**UNTERSUCHTER TEXT**
◇ ◇ ◇

Ausdehnung täglicher Arbeitszeit
- Illustration
Vincent Brod
Wer an einzelnen Tagen länger arbeiten will, weil es die Forschungssituation so verlangt, stößt schnell an die Grenzen der gesetzlichen und tariflichen Regelungen. Doch wie ließe sich die Arbeitszeit im Einzelfall auf über zehn Stunden verlängern?
In der Wissenschaft gibt es regelmäßig außergewöhnliche Arbeitsphasen, in denen die Arbeitszeit, die standardmäßig auf acht Stunden pro Tag begrenzt ist, nicht ausreicht. In diesem Erprobungsfeld soll untersucht werden, welche Möglichkeiten es gibt, die Arbeitszeit in besonderen Fällen auf über zehn Stunden zu verlängern, um etwa Projektabschlüsse, Doktorarbeiten oder dringende Forschungsleistungen voranzubringen. Dabei soll die Ausdehnung nicht nur rechtlich legitimiert, sondern auch der langfristige Ausgleich durch Ruhezeiten gewährleistet werden. Besonders wichtig ist es dabei, gesundheitliche Risiken auszuschließen und solche Ausnahmefälle zu dokumentieren.
Erkenntnisinteressen
Auswirkungen auf die Ruhe- und Erholungszeit
Mögliche langfristige gesundheitliche Mehrbelastungen, erhöhte Unfallgefahr sowie messbare Entgrenzungseffekte
Realisierungschancen für einen individuellen Ausgleich an anderen Tagen
Bedarf an Sensibilisierungsmaßnahmen für Beschäftigte und Führungskräfte, um gesundheitlicher Beeinträchtigungen zu vermeiden
Dokumentierte forschungsbedingte Ausnahmeregelungen, z.B. Antrags- und Projektabschlussphase, Abschluss von Dissertationen, termingebundene Projektarbeit, Publikationsfristen, Forschungsbereiche mit Arbeiten an Mensch und Tier
Nutzung und Angemessenheit von Ausgleichszeiträumen
New Horizons — Zeitsouveränität und -flexibilität (ZuF)
Welche Grenzen sind bisher bekannt?
Arbeitsrechtliche Grenzen
Nach bisher gültiger Rechtsauffassung setzt das Arbeitszeitgesetz in § 3 ArbZG Grenzen: Die tägliche Arbeits-zeit der Beschäftigten darf 8 Stunden nicht überschreiten. Die Ausdehnung auf bis zu 10 Stunden ist nur dann möglich, wenn innerhalb von 6 Kalendermonaten oder innerhalb von 24 Wochen im Durchschnitt acht Stunden werktäglich nicht überschritten werden.

◇ ◇ ◇

Datensatzeinträge:
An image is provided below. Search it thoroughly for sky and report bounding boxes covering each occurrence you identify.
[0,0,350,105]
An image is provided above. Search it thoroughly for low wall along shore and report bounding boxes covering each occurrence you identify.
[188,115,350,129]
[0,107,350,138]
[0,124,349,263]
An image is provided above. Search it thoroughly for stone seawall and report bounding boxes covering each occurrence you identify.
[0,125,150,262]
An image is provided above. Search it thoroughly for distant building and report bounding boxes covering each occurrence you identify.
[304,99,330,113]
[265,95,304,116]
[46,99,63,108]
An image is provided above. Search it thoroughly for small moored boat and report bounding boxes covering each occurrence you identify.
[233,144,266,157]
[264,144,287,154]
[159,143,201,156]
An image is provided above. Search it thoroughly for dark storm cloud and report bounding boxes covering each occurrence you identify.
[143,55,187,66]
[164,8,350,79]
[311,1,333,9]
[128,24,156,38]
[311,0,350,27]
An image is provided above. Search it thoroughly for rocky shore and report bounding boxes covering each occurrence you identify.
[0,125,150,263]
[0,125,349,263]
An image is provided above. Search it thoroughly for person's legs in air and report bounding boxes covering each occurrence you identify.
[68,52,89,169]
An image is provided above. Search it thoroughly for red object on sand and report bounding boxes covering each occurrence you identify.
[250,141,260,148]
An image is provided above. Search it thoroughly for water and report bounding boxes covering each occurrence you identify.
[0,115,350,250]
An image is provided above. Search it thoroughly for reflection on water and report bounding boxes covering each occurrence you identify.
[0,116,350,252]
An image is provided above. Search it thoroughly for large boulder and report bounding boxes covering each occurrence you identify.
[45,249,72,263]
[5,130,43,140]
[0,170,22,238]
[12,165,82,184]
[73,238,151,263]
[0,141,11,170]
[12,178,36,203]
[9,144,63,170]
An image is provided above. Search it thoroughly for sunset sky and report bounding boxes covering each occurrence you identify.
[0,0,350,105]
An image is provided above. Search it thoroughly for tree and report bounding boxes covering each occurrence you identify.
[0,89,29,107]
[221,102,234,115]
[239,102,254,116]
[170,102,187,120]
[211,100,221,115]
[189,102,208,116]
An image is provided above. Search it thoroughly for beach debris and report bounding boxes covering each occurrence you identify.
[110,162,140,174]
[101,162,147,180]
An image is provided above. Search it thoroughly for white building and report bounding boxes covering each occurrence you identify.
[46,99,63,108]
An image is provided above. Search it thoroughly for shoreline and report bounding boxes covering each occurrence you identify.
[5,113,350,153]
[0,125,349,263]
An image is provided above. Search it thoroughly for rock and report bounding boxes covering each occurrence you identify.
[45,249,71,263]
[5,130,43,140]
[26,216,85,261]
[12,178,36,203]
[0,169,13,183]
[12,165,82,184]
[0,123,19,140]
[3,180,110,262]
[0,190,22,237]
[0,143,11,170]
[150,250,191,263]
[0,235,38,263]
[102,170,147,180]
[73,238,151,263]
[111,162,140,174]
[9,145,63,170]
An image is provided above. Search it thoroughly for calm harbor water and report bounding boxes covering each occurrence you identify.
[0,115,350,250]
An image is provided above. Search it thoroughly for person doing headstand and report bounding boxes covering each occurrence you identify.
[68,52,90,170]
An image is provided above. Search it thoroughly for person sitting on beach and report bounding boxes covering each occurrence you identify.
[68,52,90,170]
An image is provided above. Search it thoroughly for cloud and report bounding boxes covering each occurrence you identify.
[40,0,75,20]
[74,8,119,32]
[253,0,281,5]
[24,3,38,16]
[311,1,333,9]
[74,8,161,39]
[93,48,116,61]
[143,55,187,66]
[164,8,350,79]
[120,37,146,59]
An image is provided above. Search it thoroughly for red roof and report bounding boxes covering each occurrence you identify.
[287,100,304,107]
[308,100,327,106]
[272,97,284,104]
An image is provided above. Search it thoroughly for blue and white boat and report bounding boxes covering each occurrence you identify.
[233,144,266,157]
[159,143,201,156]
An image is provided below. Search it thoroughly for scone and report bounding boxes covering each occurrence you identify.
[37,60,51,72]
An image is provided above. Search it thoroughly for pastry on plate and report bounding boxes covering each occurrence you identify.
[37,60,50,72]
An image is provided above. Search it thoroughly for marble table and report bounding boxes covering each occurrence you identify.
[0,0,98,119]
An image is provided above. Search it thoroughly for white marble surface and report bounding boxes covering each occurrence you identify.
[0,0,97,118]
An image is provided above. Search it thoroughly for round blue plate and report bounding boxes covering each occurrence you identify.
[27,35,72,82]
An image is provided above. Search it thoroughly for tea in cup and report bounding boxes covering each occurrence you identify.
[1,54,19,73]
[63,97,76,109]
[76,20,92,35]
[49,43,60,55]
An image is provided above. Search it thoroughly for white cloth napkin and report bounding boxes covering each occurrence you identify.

◇ ◇ ◇

**ARBEITSAUFTRÄGE**
A – Übersetzen Sie den folgenden Satz aus dem Text über die Ausdehnung täglicher Arbeitszeit ins Englische: „Besonders wichtig ist es dabei, gesundheitliche Risiken auszuschließen und solche Ausnahmefälle zu dokumentieren.“
B – Prüfen Sie anhand des Textes über die Ausdehnung täglicher Arbeitszeit, ob die folgenden Aussagen zutreffen. Beantworten Sie jede mit Ja oder Nein, und zitieren Sie die entscheidenden Worte des Textes wörtlich. (i) Die Arbeitszeit in der Wissenschaft ist standardmäßig auf acht Stunden pro Tag begrenzt. (ii) Das Erprobungsfeld sieht eine Ausdehnung der Arbeitszeit ohne Ausgleich durch Ruhezeiten vor. (iii) Eine Ausdehnung auf bis zu 10 Stunden ist nach § 3 ArbZG ohne weitere Bedingung erlaubt.
C – Welcher Paragraph des Arbeitszeitgesetzes setzt laut dem Text über die Ausdehnung täglicher Arbeitszeit der täglichen Arbeitszeit Grenzen?

**LÖSUNGEN DER AUFGABEN**
A – In doing so, it is especially important to rule out health risks and to document such exceptional cases.

B –
(i) Ja: „die Arbeitszeit, die standardmäßig auf acht Stunden pro Tag begrenzt ist“
(ii) Nein: „sondern auch der langfristige Ausgleich durch Ruhezeiten gewährleistet werden“
(iii) Nein: „nur dann möglich, wenn innerhalb von 6 Kalendermonaten oder innerhalb von 24 Wochen im Durchschnitt acht Stunden werktäglich nicht überschritten werden“

C – § 3 ArbZG